## Exercise brief
Reproduce the listing below word for word, starting at its first line and ending with, and including, the line that contains "78 86 L 78 87".

[Start of Supplied records]

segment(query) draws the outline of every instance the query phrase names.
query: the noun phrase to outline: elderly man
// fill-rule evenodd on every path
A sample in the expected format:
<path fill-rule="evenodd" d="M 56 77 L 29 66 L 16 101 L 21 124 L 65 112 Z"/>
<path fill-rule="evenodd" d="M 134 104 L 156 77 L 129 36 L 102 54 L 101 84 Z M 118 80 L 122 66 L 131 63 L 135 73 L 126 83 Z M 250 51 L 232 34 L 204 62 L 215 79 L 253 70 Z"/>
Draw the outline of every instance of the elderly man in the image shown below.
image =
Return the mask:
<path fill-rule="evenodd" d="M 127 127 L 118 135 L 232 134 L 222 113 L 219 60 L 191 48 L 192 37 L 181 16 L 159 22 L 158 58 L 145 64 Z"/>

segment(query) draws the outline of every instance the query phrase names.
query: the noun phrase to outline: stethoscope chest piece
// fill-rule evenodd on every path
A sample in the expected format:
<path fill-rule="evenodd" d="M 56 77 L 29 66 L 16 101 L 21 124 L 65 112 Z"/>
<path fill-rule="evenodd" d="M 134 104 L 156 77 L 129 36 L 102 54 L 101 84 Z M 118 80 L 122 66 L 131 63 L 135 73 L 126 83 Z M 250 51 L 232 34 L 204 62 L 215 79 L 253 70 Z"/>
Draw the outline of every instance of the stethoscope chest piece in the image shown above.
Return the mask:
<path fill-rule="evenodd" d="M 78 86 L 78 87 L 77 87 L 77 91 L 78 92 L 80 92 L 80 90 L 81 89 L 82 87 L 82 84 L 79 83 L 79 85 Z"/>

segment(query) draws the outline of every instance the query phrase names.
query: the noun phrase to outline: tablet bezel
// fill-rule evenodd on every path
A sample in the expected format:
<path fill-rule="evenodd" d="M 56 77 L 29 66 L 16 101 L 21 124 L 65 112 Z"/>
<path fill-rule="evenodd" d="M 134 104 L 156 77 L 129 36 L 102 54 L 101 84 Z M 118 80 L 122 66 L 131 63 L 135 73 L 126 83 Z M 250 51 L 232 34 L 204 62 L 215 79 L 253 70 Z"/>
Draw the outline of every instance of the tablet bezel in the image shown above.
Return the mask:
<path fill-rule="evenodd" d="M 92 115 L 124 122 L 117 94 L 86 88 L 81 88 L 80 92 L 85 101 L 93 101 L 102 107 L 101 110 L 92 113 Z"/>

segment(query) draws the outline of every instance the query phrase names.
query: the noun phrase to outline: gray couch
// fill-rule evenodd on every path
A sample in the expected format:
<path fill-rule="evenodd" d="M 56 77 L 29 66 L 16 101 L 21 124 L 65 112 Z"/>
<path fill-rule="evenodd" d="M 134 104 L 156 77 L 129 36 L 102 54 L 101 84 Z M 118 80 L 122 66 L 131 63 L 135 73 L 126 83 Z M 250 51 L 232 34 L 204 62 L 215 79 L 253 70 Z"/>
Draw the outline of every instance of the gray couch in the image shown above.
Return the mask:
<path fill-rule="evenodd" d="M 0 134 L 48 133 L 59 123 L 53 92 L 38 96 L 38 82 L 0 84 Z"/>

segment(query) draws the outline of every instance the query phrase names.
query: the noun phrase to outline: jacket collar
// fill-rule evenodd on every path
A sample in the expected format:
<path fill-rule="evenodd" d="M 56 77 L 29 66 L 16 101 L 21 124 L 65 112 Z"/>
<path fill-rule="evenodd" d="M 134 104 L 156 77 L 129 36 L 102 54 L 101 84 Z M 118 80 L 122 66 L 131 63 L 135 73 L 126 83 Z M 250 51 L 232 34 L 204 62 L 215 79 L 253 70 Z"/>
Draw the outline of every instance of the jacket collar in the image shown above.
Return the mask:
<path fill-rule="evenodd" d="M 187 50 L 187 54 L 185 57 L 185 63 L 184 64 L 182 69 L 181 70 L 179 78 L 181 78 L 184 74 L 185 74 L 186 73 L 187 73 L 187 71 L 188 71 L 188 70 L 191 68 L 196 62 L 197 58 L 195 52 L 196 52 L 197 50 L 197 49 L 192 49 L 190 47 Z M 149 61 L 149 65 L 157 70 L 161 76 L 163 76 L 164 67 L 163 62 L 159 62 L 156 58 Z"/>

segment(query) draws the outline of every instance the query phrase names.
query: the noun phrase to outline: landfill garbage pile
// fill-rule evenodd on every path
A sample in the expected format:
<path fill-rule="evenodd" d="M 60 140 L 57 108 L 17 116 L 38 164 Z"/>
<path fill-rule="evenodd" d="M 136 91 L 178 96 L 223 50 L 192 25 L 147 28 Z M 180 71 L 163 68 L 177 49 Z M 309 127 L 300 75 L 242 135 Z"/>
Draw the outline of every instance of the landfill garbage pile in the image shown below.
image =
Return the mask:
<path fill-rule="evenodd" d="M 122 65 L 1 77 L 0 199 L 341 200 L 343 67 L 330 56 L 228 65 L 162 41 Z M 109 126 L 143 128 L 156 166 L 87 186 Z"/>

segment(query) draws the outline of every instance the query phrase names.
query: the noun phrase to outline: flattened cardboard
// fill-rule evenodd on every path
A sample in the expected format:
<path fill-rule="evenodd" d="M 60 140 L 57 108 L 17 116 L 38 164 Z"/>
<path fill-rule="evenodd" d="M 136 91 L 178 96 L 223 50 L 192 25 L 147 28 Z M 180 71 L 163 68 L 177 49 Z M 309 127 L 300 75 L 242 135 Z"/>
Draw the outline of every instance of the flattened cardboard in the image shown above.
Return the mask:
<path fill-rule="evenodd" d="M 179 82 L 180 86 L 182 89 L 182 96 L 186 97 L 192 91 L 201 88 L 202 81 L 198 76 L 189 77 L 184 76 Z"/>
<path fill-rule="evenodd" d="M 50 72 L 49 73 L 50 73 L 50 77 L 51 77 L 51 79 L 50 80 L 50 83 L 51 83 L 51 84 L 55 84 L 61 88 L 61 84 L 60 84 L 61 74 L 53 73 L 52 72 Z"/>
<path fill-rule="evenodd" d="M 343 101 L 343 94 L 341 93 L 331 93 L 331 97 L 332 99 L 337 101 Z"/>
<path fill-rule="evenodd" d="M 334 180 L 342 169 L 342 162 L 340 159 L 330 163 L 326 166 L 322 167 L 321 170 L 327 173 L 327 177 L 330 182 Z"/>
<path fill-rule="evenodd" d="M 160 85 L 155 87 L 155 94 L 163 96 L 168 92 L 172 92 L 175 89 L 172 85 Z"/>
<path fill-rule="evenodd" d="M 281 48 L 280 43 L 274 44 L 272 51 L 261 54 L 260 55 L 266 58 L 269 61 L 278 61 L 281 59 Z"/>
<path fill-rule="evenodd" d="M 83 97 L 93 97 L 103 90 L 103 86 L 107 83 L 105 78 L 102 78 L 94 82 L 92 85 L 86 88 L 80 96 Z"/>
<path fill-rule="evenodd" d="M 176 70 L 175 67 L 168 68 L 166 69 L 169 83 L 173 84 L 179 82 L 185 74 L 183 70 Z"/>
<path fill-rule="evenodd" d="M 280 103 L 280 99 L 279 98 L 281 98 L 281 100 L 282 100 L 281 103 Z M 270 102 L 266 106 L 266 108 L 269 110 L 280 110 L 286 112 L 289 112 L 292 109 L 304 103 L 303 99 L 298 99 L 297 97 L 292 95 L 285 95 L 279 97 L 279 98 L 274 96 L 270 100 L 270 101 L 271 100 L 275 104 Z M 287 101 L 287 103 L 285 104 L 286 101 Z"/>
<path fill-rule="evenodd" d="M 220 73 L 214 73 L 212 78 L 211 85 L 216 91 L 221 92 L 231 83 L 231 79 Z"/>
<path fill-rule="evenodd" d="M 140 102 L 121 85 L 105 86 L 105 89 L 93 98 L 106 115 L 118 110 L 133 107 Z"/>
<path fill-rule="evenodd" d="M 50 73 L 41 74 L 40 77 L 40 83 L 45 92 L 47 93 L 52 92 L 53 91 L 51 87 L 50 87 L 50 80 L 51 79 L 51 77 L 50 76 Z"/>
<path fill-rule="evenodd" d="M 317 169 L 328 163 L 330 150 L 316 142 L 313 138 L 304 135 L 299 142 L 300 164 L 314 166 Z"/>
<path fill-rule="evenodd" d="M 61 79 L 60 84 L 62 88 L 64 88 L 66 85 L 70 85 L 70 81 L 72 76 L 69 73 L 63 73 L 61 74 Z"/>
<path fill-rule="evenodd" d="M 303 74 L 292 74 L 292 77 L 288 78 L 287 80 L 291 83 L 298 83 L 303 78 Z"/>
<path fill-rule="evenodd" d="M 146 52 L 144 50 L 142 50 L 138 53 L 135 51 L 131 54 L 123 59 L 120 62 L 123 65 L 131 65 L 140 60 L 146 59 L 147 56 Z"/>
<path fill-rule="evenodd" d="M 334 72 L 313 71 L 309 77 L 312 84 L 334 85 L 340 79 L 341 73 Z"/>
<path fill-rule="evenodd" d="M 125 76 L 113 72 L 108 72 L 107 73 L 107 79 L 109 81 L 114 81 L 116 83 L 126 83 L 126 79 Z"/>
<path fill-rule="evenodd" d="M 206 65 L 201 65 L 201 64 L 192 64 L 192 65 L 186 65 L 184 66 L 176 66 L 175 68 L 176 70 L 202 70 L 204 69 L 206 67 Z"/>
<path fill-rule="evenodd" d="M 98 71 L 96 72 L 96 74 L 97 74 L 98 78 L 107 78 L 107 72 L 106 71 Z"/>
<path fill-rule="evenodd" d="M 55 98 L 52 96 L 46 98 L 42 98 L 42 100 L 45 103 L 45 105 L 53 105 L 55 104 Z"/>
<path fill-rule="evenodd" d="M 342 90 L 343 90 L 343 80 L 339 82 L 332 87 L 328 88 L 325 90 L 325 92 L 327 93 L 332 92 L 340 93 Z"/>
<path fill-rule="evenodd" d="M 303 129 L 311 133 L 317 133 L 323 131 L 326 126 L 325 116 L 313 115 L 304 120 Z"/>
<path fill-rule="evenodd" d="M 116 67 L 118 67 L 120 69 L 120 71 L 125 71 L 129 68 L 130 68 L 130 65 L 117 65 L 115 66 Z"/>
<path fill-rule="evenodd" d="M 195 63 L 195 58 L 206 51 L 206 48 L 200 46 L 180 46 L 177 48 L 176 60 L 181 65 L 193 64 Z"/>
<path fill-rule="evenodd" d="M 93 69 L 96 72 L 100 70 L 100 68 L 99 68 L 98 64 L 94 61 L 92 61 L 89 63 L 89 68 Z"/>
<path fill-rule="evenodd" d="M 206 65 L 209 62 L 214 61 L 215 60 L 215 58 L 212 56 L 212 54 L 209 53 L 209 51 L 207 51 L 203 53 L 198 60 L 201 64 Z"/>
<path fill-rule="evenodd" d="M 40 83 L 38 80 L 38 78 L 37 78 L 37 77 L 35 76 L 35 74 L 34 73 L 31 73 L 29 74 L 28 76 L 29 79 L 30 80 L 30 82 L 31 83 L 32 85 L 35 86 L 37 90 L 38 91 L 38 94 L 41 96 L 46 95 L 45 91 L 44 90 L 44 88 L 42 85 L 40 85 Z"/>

[End of Supplied records]

## Expected answer
segment(query) draws the outline of every instance the query phrase names.
query: the noun phrase to outline: elderly man
// fill-rule evenodd on every path
A sample in the expected format:
<path fill-rule="evenodd" d="M 56 77 L 29 66 L 16 101 L 21 124 L 65 112 Z"/>
<path fill-rule="evenodd" d="M 134 104 L 156 77 L 129 36 L 102 54 L 101 84 Z M 118 80 L 122 66 L 131 63 L 135 73 L 126 83 Z M 250 51 L 232 34 L 204 62 L 215 79 L 253 70 Z"/>
Draw the outline of every instance of the elderly man in the image shown below.
image =
Return the mask:
<path fill-rule="evenodd" d="M 127 127 L 118 135 L 232 134 L 222 113 L 219 60 L 191 48 L 192 37 L 181 16 L 159 22 L 158 58 L 145 64 Z"/>

segment(query) draws the outline of every instance the query phrase names.
query: the noun phrase to outline: stethoscope chest piece
// fill-rule evenodd on every path
A sample in the expected format:
<path fill-rule="evenodd" d="M 56 77 L 29 66 L 16 101 L 21 124 L 65 112 Z"/>
<path fill-rule="evenodd" d="M 134 104 L 156 77 L 129 36 L 102 54 L 101 84 Z M 118 80 L 122 66 L 131 63 L 135 73 L 126 83 Z M 250 51 L 232 34 L 204 62 L 215 79 L 253 70 Z"/>
Draw the outline of every instance of the stethoscope chest piece in the image shown above.
Return the mask:
<path fill-rule="evenodd" d="M 78 86 L 78 87 L 77 87 L 77 91 L 78 92 L 80 92 L 80 90 L 81 89 L 82 87 L 82 84 L 79 83 L 79 85 Z"/>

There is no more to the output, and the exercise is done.